» **EXERCISE DIRECTIONS**
Report every line of the material that contains the word "woman".

** START OF DATA IN THIS EXERCISE **

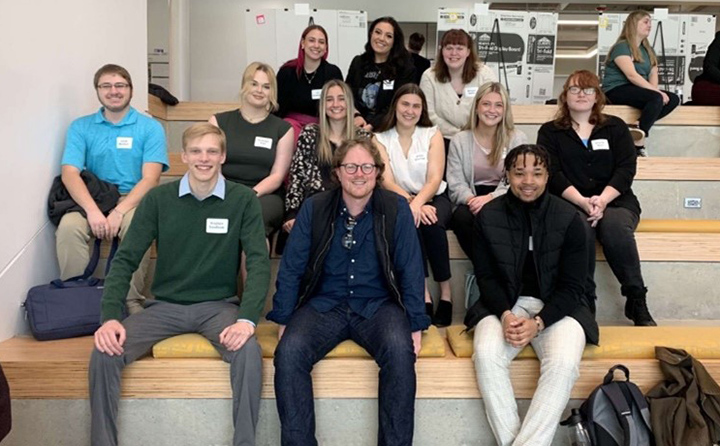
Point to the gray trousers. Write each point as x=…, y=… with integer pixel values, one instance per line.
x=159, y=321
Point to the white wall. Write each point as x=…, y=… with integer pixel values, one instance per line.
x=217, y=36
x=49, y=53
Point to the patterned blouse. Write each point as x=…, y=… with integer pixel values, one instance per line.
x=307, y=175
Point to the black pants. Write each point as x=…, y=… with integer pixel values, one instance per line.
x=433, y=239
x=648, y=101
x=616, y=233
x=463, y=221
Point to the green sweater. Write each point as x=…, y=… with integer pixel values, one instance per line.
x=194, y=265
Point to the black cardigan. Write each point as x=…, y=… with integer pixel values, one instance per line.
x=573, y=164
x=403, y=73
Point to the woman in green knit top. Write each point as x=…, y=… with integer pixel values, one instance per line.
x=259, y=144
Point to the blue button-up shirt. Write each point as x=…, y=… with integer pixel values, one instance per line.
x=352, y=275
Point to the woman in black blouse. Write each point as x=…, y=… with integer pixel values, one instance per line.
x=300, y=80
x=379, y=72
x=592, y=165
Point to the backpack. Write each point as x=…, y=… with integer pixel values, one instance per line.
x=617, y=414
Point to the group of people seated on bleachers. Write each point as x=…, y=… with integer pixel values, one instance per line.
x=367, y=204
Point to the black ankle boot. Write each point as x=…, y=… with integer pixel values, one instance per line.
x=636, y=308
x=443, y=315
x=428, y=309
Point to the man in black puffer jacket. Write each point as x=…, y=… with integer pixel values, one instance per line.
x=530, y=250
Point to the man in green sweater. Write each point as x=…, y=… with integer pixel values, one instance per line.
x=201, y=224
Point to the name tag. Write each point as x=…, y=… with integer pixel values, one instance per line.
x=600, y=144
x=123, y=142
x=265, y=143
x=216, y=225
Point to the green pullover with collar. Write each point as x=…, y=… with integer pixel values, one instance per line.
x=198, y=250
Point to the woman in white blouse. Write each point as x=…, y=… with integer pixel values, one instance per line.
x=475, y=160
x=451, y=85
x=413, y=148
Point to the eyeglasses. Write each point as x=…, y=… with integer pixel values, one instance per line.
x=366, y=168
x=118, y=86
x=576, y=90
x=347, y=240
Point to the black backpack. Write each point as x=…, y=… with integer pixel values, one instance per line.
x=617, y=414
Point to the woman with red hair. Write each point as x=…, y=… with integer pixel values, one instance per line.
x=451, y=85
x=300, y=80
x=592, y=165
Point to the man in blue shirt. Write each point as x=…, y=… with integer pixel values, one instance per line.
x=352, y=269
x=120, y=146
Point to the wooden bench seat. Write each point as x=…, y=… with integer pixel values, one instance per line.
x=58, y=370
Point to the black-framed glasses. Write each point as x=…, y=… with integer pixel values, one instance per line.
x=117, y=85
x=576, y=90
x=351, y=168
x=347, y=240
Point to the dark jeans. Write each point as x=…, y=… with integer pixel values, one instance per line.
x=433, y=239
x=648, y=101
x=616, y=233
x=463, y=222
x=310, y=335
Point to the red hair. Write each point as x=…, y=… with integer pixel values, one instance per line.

** END OF DATA IN THIS EXERCISE **
** START OF DATA IN THIS EXERCISE **

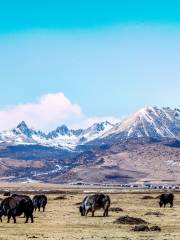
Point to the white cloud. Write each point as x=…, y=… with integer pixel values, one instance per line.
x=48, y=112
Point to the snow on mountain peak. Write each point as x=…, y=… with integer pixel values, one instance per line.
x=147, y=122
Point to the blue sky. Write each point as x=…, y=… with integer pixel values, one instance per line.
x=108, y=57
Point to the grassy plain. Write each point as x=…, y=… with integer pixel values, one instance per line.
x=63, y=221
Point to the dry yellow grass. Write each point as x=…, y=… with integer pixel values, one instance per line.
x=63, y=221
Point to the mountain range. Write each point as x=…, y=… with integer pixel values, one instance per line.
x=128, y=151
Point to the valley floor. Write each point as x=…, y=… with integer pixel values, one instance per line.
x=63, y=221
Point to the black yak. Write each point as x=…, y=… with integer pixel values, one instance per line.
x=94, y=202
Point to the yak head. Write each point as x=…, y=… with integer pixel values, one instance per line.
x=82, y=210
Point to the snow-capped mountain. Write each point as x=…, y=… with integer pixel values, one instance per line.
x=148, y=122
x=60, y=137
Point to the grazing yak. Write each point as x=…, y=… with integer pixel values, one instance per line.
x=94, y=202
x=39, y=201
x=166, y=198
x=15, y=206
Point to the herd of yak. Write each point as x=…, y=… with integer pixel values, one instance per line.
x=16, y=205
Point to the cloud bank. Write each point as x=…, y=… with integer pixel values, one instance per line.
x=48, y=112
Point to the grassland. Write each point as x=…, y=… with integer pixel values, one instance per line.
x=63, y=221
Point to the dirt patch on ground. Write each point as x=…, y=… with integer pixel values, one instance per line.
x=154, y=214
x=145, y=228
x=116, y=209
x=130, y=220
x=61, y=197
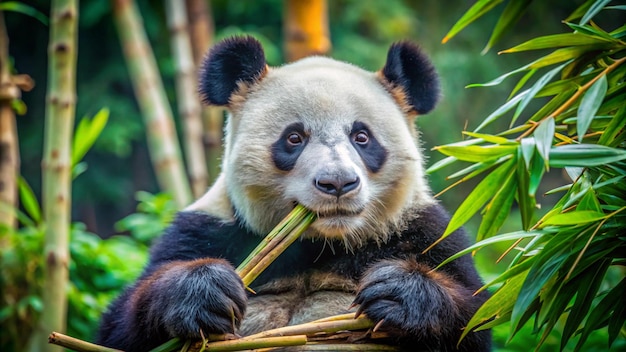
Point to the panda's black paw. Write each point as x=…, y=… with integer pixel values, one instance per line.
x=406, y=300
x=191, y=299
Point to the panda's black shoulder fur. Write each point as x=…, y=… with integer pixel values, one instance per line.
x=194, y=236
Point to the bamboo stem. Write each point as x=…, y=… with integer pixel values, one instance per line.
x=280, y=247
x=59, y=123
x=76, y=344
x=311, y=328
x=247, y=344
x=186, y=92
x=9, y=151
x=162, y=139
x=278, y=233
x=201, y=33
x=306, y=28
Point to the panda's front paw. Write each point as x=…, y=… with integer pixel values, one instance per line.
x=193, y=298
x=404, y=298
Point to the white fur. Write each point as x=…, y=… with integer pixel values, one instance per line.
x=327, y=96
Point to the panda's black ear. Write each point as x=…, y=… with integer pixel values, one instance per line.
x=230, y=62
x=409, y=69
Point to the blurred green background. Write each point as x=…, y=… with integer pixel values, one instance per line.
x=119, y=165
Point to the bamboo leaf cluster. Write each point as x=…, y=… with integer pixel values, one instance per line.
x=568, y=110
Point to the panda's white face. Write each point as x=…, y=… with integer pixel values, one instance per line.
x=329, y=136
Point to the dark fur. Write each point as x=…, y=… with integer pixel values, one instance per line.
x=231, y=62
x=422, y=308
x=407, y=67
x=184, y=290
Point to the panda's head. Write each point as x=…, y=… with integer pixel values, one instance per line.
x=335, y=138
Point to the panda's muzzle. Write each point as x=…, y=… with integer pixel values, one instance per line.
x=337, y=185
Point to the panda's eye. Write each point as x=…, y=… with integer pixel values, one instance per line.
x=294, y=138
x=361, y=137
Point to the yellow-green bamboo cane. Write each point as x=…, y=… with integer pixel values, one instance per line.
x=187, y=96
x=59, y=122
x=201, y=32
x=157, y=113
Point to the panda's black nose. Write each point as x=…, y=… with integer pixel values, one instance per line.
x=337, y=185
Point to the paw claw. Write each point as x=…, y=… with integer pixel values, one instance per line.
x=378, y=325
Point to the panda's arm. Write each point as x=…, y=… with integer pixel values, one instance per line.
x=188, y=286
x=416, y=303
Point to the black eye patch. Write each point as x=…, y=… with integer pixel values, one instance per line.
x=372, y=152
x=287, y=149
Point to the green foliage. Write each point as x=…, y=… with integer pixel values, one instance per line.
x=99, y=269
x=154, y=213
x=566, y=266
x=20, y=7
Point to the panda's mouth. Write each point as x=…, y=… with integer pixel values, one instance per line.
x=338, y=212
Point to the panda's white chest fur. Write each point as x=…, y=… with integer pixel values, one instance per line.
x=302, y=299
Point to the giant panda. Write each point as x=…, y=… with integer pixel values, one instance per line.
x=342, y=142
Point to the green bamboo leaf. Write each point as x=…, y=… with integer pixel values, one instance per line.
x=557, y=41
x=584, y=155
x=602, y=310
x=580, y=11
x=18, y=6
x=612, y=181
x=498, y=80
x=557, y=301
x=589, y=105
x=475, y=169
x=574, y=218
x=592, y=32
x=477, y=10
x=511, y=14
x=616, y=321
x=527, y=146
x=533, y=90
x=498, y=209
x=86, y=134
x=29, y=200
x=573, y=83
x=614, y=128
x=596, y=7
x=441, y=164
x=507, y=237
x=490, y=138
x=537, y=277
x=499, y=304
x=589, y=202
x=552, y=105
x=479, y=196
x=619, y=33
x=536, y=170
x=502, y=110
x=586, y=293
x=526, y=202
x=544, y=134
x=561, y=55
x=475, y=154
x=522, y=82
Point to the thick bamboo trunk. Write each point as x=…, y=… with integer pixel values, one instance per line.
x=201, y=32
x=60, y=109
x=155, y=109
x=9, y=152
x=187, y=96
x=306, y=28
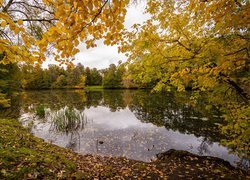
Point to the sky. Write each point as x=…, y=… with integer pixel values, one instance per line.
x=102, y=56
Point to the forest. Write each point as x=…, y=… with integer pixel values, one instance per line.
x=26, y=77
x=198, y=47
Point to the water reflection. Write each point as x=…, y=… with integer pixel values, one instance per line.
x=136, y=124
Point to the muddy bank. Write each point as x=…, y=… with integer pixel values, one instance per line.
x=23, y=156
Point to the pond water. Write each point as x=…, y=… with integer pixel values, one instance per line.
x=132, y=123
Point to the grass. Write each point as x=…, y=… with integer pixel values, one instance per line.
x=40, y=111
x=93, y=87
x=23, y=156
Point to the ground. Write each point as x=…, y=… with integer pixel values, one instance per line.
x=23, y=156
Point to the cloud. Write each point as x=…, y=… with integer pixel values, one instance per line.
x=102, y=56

** END OF DATA IN THIS EXERCISE **

» **TASK RESULT**
Point to the woman in green knit top. Write each point as x=…, y=… with integer pixel values, one instance per line.
Point to the woman in black blouse. Write each point as x=…, y=… with integer pixel values, one instance per line.
Point to the woman in white blouse. Write each point as x=…, y=… with integer pixel values, one instance per line.
Point to the woman with red hair. Write each point as x=…, y=… with integer pixel values, one instance per line.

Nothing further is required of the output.